• [WHAT TO WORK ON]: Reproduce the entries word for word, and omit any picture you find in them.

··········

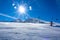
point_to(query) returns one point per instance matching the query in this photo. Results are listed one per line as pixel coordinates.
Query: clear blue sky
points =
(42, 9)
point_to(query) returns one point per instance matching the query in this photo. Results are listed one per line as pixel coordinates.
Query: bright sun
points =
(21, 9)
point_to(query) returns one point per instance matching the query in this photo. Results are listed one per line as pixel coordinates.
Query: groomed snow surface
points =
(28, 31)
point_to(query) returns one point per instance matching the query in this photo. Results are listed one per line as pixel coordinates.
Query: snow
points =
(28, 31)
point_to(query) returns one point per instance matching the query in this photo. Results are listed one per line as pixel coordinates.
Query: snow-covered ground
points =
(28, 31)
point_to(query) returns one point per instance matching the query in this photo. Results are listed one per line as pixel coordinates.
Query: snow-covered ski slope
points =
(28, 31)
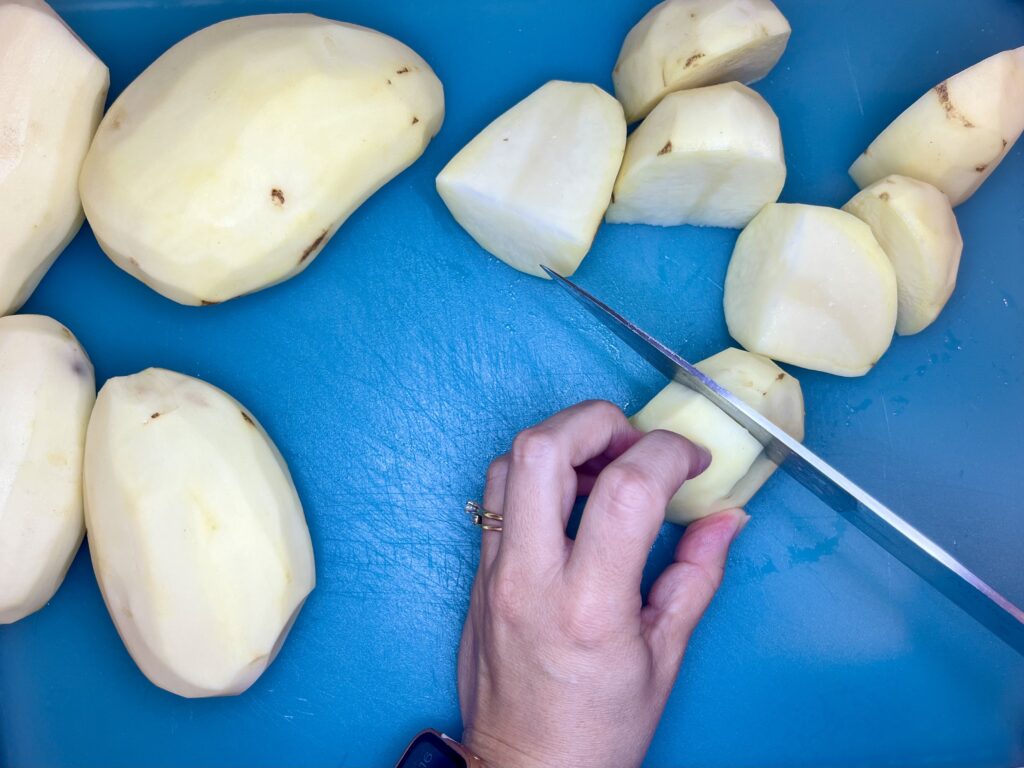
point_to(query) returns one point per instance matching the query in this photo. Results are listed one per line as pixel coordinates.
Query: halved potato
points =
(197, 534)
(738, 465)
(46, 392)
(532, 185)
(230, 161)
(52, 90)
(811, 286)
(710, 157)
(916, 227)
(954, 135)
(688, 43)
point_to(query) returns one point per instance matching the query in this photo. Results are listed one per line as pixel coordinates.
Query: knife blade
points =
(896, 536)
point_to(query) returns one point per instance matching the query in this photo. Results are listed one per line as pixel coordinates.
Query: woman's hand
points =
(560, 663)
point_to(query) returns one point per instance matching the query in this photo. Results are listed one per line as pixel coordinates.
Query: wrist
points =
(497, 753)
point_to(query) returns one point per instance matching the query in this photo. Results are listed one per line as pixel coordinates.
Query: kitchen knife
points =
(899, 538)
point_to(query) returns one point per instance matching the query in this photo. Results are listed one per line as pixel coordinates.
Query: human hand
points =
(560, 663)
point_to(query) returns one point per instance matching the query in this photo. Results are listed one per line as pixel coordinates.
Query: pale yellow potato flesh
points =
(46, 393)
(531, 187)
(957, 133)
(228, 164)
(52, 90)
(689, 43)
(812, 287)
(197, 534)
(916, 227)
(710, 157)
(738, 466)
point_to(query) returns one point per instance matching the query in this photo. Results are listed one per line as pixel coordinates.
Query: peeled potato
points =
(738, 465)
(197, 534)
(954, 135)
(227, 164)
(811, 286)
(916, 227)
(710, 157)
(688, 43)
(52, 90)
(46, 393)
(532, 185)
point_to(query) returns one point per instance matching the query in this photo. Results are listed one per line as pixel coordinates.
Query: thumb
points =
(683, 592)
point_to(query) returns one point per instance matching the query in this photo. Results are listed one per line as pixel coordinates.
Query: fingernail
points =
(704, 459)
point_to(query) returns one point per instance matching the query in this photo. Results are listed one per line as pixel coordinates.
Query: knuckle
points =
(535, 445)
(629, 488)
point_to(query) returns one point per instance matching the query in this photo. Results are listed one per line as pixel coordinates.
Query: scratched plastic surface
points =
(393, 369)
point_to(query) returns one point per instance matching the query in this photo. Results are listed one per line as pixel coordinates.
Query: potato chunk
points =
(46, 392)
(52, 90)
(531, 187)
(956, 134)
(738, 466)
(711, 157)
(916, 227)
(688, 43)
(197, 534)
(229, 162)
(811, 286)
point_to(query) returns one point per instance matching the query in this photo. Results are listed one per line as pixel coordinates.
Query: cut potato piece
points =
(689, 43)
(738, 465)
(52, 90)
(532, 185)
(198, 538)
(227, 165)
(954, 135)
(710, 157)
(46, 392)
(916, 227)
(811, 286)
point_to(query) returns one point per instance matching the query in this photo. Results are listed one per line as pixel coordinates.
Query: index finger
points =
(542, 480)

··········

• [FINAL ANSWER]:
point_to(query) returns one point per instance matching the query in this photo. Results are listed one per line as pixel coordinates.
Query: clear blue sky
points =
(42, 9)
point_to(query) returns one point per instance matching the query in this photo. Results are listed one per line as pixel coordinates.
Query: bright sun
points =
(21, 9)
point_to(query) returns one point per instance matching the query in this photo. Results are listed one per line as pixel coordinates.
Query: groomed snow surface
points =
(28, 31)
point_to(query) returns one point per instance matching the query in this photo. Results are listed one per line as pixel coordinates.
Query: snow
points =
(28, 31)
point_to(query) returns one point per instance matching the query in this photo. Results are listed one per line as pixel coordinates.
Query: snow-covered ground
points =
(28, 31)
point_to(query) returns one point per instance matching the query in this photo. Results are listed one per line as pixel coordinates.
Query: snow-covered ski slope
points =
(28, 31)
point_to(query) returns one point per instance matching the query in this photo. Results are listed one per line as pixel coordinates.
Query: halved potato
points =
(197, 534)
(738, 465)
(46, 392)
(532, 185)
(230, 161)
(52, 90)
(811, 286)
(710, 157)
(916, 227)
(954, 135)
(688, 43)
point_to(query) returns one point per instance matching the query in this photo. Results are listed one per line as pixel coordinates.
Query: knife blade
points =
(896, 536)
point_to(query) returns one point per instance matching the query in this photo. Results are listed one per line as pixel coordinates.
Query: woman's hand
points =
(560, 663)
point_to(query) returns one point per instance matching the query in this photo. Results are listed one per line as pixel coordinates.
Query: wrist
points =
(497, 753)
point_to(query) returns one point per instance matching the query in this photo. Results are listed one per line as pixel coordinates.
Query: kitchen knife
points =
(899, 538)
point_to(query) returns one point per instance matching the query in this photo. Results are listed one per line as pixel coordinates.
Query: human hand
points =
(560, 663)
point_to(query) returns one point per instance matching the query in this photo. Results are listed one per line as pixel coordinates.
Query: pale yellow potato flesh
points =
(46, 393)
(531, 187)
(957, 133)
(228, 164)
(52, 90)
(689, 43)
(812, 287)
(197, 534)
(916, 227)
(710, 157)
(738, 466)
point_to(query) returns one point per instance matching the query in this photo. Results are listed one per line as pixel coordinates.
Query: peeled potato
points =
(738, 465)
(197, 534)
(954, 135)
(227, 164)
(811, 286)
(916, 227)
(710, 157)
(688, 43)
(52, 90)
(46, 393)
(532, 185)
point_to(query) returns one point per instance matching the query in this photo. Results are listed one per line as pixel coordinates.
Query: thumb
points =
(683, 592)
point_to(query) returns one point per instance matching the query in this photo. Results are listed one per line as pixel coordinates.
Query: fingernail
points =
(704, 459)
point_to(query) returns one point per instance matching the query in this photo. Results are listed one per line as pixel coordinates.
Query: knuckle
points =
(535, 445)
(629, 488)
point_to(query) returns one point per instance matching the query in this photo. Results are listed one per line as pixel coordinates.
Query: scratched plastic surface
points =
(393, 369)
point_to(query) returns one point per instance matching the query in this photo. Results are listed one per line as pixel coordinates.
Query: potato chunk
points =
(46, 392)
(52, 90)
(531, 187)
(956, 134)
(738, 466)
(711, 157)
(916, 227)
(688, 43)
(197, 534)
(229, 162)
(811, 286)
point_to(query) returns one point per instance matching the query in this photo. Results are listed one per line as pixel coordinates.
Query: cut potato piece
points =
(689, 43)
(738, 465)
(52, 90)
(532, 185)
(198, 538)
(227, 165)
(954, 135)
(710, 157)
(46, 392)
(916, 227)
(811, 286)
point_to(query) returns one point per instance matching the query in this photo. Results are listed one per line as pixel coordinates.
Query: index finger
points =
(542, 480)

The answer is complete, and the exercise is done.